## Task A
Decide whether each statement agrees with the canned-air piece: (i) Chen sold the cans of fresh air at 80 cents each; (ii) the recommended daily PM2.5 level is 300; (iii) the writer recommends cooking with charcoal. For each one, answer yes or no and quote the words of the piece that settle it.
## Task B
In the canned-air piece, what air quality level did Beijing hit last January?
## Task C
Copy the canned-air piece word for word from "Lacking factories on" up to and including "is under threat.".

Once done, he carted eight million cans of fresh air to Beijing and put them up for sale to test the waters of whether they could sell. And, boy, did they sell! They were snapped up and, at 80 cents a can, Chen was $6.4m richer for bottling air that was as free as....er.....not air anymore!

If you think that’s cockamamie, do a rethink. It’s said that air pollution is measured in terms of PM2.5, whatever that is! The recommended daily PM2.5 level is 20 and levels beyond 300 are dangerous. They can cause lung and heart disease. 

Yet in Beijing, last January air quality levels hit 755 – a whooping how many levels up from 20? 

That’s how said multimillionaire, having a nose for picking a buck on the double, got the flash of idea. Even if he’d been pauper, Chen’d have turned instant millionaire in a flash. 

But more seriously, this should be food for thought to us in resource-strapped Rwanda.

What ideas can we pick to turn our underdevelopment into boon?

Lacking factories on industrial scale, we must be having low PM2.5 levels. However, with these fumes from our poorly serviced jalopies and the diesel engines of our lorries, we cannot be below levels of 200. That, if you ask me, isn’t a good place.

Whichever way we prefer to look at it, our fresh air is under threat. 

So, this calls for action now. The times dictate that we cut on motorised transport to go totally green. It means going for bicycles and trams; cooking with hydropower, solar power, wind power; going for any power except that from charcoal or any environment pollutant. 

It means greening the Rwandan geo-landscape and not filling it with concrete as we are, Kigali. 

Talking of which Kigali, where is green?

## Material provided
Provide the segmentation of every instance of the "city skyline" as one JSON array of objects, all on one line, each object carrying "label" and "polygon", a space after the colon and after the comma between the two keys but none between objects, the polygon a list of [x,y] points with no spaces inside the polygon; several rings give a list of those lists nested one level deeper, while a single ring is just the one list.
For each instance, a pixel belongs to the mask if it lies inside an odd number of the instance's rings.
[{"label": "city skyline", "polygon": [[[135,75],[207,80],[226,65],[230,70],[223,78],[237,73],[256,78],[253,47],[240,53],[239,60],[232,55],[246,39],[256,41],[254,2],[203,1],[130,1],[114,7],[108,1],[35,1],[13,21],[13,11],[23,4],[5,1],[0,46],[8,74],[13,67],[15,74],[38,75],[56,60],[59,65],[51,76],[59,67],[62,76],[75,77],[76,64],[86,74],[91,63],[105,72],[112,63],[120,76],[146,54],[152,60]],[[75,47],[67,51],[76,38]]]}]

## Worked solution A
(i) Yes: "at 80 cents a can"
(ii) No: "The recommended daily PM2.5 level is 20"
(iii) No: "going for any power except that from charcoal or any environment pollutant"

## Worked solution B
755.

## Worked solution C
Lacking factories on industrial scale, we must be having low PM2.5 levels. However, with these fumes from our poorly serviced jalopies and the diesel engines of our lorries, we cannot be below levels of 200. That, if you ask me, isn’t a good place.

Whichever way we prefer to look at it, our fresh air is under threat.